ASSIGNMENT: Whenever the word "fence" shows up in a line of the data, copy that line.

(Records excerpted from a collection)
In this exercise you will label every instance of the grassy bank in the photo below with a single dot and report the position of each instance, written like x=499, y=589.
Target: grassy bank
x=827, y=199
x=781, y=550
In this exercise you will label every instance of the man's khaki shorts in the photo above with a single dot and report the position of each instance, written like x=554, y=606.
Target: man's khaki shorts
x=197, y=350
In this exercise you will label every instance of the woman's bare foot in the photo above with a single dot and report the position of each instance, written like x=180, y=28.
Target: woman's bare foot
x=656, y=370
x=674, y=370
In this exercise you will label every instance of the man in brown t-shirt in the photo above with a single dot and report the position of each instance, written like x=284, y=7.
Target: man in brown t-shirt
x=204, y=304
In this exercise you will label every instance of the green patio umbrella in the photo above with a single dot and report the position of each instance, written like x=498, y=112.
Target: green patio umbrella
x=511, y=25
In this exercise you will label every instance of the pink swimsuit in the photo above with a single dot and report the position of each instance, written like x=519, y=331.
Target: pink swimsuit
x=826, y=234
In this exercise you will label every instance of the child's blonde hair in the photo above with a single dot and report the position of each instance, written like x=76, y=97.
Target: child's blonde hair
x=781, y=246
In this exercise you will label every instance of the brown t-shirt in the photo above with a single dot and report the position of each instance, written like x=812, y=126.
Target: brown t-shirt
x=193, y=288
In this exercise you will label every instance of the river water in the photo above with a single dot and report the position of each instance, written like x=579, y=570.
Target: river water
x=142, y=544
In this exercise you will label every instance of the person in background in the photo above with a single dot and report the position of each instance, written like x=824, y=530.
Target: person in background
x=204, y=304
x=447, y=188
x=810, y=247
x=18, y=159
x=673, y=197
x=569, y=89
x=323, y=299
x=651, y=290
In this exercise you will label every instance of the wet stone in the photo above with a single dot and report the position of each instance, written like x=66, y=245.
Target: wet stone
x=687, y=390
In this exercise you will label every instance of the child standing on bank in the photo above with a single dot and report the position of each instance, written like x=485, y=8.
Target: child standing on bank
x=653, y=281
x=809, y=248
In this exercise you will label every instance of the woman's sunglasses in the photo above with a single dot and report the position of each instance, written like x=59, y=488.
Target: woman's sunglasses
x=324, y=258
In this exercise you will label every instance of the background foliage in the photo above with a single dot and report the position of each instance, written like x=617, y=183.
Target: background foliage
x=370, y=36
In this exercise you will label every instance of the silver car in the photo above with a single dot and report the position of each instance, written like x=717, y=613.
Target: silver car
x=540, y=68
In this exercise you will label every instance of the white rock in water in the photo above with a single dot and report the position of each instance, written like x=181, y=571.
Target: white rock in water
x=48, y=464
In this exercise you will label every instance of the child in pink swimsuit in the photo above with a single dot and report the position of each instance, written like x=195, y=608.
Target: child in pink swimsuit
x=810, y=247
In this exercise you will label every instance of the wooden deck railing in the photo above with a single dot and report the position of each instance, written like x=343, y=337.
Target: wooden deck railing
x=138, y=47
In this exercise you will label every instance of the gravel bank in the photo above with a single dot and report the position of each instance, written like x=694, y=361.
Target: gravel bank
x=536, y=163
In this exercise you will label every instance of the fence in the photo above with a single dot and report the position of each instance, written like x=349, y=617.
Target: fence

WRITTEN SOLUTION:
In this exercise you will label every instance of the fence in the photo above with a single dot and report the position of each instance, written like x=349, y=617.
Target: fence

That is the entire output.